### Work required
Please restate exactly what appears in the records below from the first line to the line where "Category: window shutter" is, that line included.
===== Available records
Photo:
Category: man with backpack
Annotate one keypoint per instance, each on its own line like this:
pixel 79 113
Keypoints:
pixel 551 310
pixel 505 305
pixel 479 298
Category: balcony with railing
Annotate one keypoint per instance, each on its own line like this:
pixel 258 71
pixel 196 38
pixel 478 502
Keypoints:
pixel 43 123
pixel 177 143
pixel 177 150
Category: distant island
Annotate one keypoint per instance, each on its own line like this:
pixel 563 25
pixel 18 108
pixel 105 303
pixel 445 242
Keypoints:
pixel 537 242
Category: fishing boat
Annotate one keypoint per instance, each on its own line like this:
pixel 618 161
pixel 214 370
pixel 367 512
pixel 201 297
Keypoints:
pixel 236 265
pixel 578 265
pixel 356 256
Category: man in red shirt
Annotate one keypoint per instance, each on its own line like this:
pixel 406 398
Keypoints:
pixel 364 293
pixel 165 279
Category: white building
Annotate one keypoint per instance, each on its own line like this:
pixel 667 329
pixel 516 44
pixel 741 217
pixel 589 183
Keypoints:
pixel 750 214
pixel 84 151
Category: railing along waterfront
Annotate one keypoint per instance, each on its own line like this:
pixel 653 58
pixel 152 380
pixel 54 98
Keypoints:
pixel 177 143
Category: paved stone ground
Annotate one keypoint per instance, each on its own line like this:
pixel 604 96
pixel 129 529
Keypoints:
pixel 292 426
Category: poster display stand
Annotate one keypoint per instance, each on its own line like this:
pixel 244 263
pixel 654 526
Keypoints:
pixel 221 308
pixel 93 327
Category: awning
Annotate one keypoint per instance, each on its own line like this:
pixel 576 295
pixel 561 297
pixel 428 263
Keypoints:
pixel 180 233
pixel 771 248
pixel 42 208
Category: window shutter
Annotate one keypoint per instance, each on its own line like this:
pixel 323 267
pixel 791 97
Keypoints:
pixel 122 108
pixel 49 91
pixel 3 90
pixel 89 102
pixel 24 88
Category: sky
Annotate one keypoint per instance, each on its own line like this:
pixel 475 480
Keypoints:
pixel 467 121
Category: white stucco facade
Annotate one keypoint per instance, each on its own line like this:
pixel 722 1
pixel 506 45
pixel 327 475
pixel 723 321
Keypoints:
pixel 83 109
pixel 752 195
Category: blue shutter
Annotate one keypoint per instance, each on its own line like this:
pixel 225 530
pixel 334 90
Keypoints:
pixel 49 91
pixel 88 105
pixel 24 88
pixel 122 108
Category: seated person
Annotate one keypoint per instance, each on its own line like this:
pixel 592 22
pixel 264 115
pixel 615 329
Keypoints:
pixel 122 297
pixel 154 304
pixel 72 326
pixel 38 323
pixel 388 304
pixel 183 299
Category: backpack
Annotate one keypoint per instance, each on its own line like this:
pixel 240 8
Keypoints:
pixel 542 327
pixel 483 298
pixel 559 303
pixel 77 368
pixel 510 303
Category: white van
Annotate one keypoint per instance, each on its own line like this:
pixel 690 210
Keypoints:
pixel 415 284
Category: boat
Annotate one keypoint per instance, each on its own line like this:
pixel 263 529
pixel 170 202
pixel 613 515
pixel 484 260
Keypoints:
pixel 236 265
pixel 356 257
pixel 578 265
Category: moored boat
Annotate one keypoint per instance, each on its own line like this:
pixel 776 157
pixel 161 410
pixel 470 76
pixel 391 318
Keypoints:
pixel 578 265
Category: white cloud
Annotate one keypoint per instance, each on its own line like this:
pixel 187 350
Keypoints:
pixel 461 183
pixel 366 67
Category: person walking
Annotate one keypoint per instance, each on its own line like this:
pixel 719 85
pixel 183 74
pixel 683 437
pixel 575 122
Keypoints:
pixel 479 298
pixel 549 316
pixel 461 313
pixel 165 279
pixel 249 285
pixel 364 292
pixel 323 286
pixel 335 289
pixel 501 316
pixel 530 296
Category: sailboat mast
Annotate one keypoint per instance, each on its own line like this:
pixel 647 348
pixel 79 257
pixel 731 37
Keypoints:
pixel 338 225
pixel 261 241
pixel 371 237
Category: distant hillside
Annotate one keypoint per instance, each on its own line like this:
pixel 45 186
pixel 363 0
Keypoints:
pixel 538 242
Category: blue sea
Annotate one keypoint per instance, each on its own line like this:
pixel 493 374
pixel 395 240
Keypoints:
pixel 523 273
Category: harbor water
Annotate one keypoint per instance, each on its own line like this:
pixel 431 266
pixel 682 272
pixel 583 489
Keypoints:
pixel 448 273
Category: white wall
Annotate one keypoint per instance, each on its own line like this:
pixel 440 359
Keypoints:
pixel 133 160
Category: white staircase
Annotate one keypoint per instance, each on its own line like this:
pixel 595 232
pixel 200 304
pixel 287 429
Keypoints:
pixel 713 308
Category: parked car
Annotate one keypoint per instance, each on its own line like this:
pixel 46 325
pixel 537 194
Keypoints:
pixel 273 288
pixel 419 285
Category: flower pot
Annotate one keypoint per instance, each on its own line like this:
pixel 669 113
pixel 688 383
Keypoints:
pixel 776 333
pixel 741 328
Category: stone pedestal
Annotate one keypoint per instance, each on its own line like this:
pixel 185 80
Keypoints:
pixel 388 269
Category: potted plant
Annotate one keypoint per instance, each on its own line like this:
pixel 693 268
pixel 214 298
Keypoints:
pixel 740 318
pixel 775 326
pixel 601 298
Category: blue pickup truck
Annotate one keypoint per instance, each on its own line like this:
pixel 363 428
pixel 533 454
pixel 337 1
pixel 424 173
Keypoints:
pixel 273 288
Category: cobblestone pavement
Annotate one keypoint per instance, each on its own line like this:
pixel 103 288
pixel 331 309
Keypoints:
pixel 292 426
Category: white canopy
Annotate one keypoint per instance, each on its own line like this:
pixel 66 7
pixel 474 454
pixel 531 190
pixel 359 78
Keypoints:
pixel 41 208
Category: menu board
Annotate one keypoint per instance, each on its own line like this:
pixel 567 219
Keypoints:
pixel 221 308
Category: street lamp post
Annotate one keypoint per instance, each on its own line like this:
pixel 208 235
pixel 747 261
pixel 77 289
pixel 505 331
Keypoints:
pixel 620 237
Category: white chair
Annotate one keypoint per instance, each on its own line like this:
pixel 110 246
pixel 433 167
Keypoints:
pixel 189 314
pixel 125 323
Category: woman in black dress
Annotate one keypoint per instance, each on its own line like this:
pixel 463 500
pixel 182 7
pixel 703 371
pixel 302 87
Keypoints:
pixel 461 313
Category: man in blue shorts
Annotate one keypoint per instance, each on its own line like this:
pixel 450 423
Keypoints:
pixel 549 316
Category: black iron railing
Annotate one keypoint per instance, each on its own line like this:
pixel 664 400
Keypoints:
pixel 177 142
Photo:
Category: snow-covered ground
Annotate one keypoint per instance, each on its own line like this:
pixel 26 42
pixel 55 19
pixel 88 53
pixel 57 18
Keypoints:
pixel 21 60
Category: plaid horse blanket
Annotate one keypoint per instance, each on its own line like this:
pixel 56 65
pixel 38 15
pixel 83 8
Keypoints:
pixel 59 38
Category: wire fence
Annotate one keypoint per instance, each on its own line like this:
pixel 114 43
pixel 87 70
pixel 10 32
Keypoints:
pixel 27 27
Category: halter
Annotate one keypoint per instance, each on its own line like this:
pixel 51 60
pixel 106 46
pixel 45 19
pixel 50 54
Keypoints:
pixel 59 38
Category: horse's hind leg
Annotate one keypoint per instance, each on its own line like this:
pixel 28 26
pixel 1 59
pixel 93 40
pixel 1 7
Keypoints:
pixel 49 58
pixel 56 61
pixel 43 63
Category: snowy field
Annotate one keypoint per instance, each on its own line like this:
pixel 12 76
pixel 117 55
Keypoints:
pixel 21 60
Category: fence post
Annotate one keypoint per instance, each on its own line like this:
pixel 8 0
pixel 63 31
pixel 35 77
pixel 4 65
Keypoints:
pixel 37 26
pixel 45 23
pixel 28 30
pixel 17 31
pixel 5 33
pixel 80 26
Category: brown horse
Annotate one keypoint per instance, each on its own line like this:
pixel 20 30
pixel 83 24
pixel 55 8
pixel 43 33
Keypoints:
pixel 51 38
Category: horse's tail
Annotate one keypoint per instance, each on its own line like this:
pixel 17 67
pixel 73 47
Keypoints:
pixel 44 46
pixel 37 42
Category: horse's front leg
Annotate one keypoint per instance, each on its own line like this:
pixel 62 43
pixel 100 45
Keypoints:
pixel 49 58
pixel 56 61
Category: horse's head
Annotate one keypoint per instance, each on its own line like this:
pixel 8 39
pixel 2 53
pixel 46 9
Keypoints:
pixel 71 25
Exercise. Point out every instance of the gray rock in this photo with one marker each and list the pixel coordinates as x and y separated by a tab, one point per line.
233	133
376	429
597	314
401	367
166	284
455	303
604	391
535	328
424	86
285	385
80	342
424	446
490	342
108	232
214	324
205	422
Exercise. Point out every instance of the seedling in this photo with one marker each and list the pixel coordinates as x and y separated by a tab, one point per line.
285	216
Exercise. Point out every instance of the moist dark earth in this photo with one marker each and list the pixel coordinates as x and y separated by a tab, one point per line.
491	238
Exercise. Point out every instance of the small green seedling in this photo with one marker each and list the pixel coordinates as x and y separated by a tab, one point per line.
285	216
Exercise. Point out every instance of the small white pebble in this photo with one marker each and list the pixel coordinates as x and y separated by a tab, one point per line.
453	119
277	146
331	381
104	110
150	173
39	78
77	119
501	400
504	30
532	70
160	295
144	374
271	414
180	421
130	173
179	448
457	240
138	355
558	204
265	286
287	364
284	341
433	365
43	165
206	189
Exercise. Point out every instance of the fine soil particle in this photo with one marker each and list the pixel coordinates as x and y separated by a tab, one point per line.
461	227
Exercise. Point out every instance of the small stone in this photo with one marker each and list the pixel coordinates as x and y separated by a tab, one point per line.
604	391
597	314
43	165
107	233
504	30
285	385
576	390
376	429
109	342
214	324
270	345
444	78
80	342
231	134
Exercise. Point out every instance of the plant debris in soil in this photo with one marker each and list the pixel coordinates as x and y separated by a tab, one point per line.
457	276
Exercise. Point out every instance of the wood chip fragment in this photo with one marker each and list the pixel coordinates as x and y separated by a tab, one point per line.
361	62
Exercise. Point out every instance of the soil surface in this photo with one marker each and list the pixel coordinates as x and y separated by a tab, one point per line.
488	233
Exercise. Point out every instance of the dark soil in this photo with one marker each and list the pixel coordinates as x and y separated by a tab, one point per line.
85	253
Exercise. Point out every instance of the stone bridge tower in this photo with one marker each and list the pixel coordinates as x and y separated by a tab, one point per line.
==========
### Your solution
Photo:
Category: man with backpack
Annotate one keypoint per instance, each on its own line like this:
pixel 79 113
Keypoints:
pixel 551 310
pixel 505 305
pixel 479 298
Category: balcony with railing
Annotate one keypoint per instance, each on its own line like this:
pixel 258 71
pixel 196 38
pixel 478 502
Keypoints:
pixel 43 123
pixel 177 143
pixel 177 150
Category: distant island
Annotate one keypoint per instance, each on its own line like this:
pixel 563 25
pixel 18 108
pixel 105 303
pixel 445 242
Keypoints:
pixel 537 242
Category: fishing boat
Annotate one keypoint per instance, each on its own line like this:
pixel 618 161
pixel 214 370
pixel 367 512
pixel 201 297
Keypoints:
pixel 236 265
pixel 578 265
pixel 356 256
Category: man in red shirt
Annotate one keypoint per instance, each on its own line like this:
pixel 406 398
Keypoints:
pixel 364 293
pixel 165 279
Category: white building
Annotate one keypoint per instance, each on its own line like this:
pixel 667 329
pixel 516 44
pixel 741 217
pixel 589 183
Keypoints:
pixel 750 214
pixel 84 151
Category: railing along waterfront
Annotate one keypoint per instance, each on its own line like this:
pixel 653 58
pixel 152 380
pixel 54 98
Keypoints:
pixel 177 143
Category: paved stone ground
Annotate one keypoint per instance, each on its own line like this:
pixel 604 96
pixel 129 529
Keypoints:
pixel 292 426
Category: poster display stand
Annotate one keypoint per instance, each on its own line like this:
pixel 244 263
pixel 654 526
Keypoints:
pixel 221 308
pixel 93 327
Category: awning
Annotate one keypoint per instance, each on its own line like this:
pixel 576 295
pixel 561 297
pixel 428 263
Keypoints:
pixel 180 233
pixel 771 248
pixel 42 208
Category: window shutter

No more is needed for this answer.